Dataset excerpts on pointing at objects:
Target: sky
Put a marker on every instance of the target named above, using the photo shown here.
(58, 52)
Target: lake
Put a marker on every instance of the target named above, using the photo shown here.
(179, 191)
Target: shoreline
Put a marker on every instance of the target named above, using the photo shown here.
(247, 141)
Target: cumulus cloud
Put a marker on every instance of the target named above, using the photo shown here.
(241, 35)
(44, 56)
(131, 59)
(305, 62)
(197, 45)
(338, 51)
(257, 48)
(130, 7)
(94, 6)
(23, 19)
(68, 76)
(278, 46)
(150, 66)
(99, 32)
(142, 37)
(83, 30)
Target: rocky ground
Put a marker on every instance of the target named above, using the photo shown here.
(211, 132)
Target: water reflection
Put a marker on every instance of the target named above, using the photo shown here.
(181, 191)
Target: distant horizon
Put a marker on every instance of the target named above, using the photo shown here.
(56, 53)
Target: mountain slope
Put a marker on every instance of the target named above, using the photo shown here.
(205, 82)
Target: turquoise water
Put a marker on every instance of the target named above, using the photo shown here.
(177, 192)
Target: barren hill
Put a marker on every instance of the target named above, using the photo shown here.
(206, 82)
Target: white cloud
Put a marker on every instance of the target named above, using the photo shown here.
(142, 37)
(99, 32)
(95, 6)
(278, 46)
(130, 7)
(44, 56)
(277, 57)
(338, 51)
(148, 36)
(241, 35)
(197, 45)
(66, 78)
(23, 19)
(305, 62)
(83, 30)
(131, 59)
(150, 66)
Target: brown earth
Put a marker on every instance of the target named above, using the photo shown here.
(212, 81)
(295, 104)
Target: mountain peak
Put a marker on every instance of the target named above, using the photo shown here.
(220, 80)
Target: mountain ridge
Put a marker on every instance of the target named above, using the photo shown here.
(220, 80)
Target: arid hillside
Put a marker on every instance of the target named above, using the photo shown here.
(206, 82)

**GIVEN TASK:**
Put the lines from the one containing "Target: rocky ground" through the end of the entries into a numbered list, leaving out blank lines.

**EXERCISE ANSWER:**
1. Target: rocky ground
2. Put a marker on every instance of the target named above, using the photo shown here.
3. (211, 132)
4. Target: water reflection
5. Put a marker on every instance of the target named above, using the photo shown here.
6. (181, 191)
7. Target: distant horizon
8. Put a marker on every instance of the target named above, using the photo shown here.
9. (56, 53)
10. Target: mountain slope
11. Put a marker on every instance of the target named above, using the photo shown here.
12. (205, 82)
13. Target: turquoise water
14. Put a marker on every instance of the target named above, using the photo shown here.
15. (177, 192)
16. Target: barren hill
17. Put a marker on every instance of the target named above, using the photo shown here.
18. (206, 82)
19. Target: white cloud
20. Put a marker on every instance of the target named above, using the photo shown here.
21. (142, 37)
22. (99, 32)
23. (95, 6)
24. (278, 46)
25. (130, 7)
26. (44, 56)
27. (277, 57)
28. (338, 51)
29. (148, 36)
30. (241, 35)
31. (197, 45)
32. (66, 78)
33. (23, 19)
34. (305, 62)
35. (83, 30)
36. (131, 59)
37. (150, 66)
38. Target: brown earth
39. Put a marker on every instance of the target named above, using the photo shown here.
40. (212, 81)
41. (295, 104)
42. Target: mountain peak
43. Put a marker on every instance of the target named above, using the photo shown here.
44. (220, 80)
45. Target: mountain ridge
46. Put a marker on every instance of the target named above, using the photo shown here.
47. (220, 80)
48. Target: arid hillside
49. Put a marker on every instance of the target named above, using the photo shown here.
50. (206, 82)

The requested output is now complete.